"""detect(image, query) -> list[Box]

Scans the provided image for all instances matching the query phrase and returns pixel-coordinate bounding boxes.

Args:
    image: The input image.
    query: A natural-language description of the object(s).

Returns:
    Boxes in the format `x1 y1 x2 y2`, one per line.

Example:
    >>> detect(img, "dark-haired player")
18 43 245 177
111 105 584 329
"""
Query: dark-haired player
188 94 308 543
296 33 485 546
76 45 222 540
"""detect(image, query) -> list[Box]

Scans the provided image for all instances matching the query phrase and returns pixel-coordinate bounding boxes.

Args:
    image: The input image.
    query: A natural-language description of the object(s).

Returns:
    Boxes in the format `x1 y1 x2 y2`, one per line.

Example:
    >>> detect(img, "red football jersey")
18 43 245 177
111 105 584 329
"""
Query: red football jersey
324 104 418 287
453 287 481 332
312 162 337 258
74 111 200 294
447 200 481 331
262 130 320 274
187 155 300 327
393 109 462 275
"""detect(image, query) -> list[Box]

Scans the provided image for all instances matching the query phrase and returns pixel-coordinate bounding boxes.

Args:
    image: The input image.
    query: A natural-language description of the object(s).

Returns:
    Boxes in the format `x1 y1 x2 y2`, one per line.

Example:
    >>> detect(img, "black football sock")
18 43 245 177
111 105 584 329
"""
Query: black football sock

- _What to do_: Repeat all of the data exactly. Include every line.

- _Result of this task_:
"""detect(image, query) -> list[Box]

Scans the provided image for all instances matching the query phrase and returns pixel-coordinate bounding boxes.

Args:
    image: The input image.
    query: A natural-language description of the object(s).

Returns:
    Boxes in the format `x1 y1 x2 y2`, one per line.

Example:
    >>> detect(img, "dark-haired player")
18 43 245 177
111 105 584 329
"""
Query: dark-haired player
188 94 308 543
296 33 485 546
76 45 222 540
"""detect(image, query) -> list[Box]

Scans the provided image for all instances matching the query phrase and returns pixel-coordinate bounding boxes.

Args:
    image: The input image.
    query: A natural-language description of the object(s).

Returns:
    Boxes in the format `x1 y1 x2 y2`, one per line.

Example:
    >>> detect(img, "red football jersey")
18 43 245 177
111 105 584 329
"""
Query: red football jersey
324 104 418 287
453 287 481 332
312 162 337 258
74 111 200 294
447 200 481 331
262 130 320 274
187 155 300 327
393 109 462 275
"""detect(image, query) -> list[Box]

Scans the provided image for all instances matching the query phrase and returns pixel-coordinate bounding boxes.

Args:
    image: The input image.
    query: A natural-language description of the object(s).

Returns:
    Boxes in the format `x1 y1 x2 y2`, one per line.

Example:
    >>> detect(img, "black football sock")
18 43 245 177
111 105 584 329
"""
Query: black football sock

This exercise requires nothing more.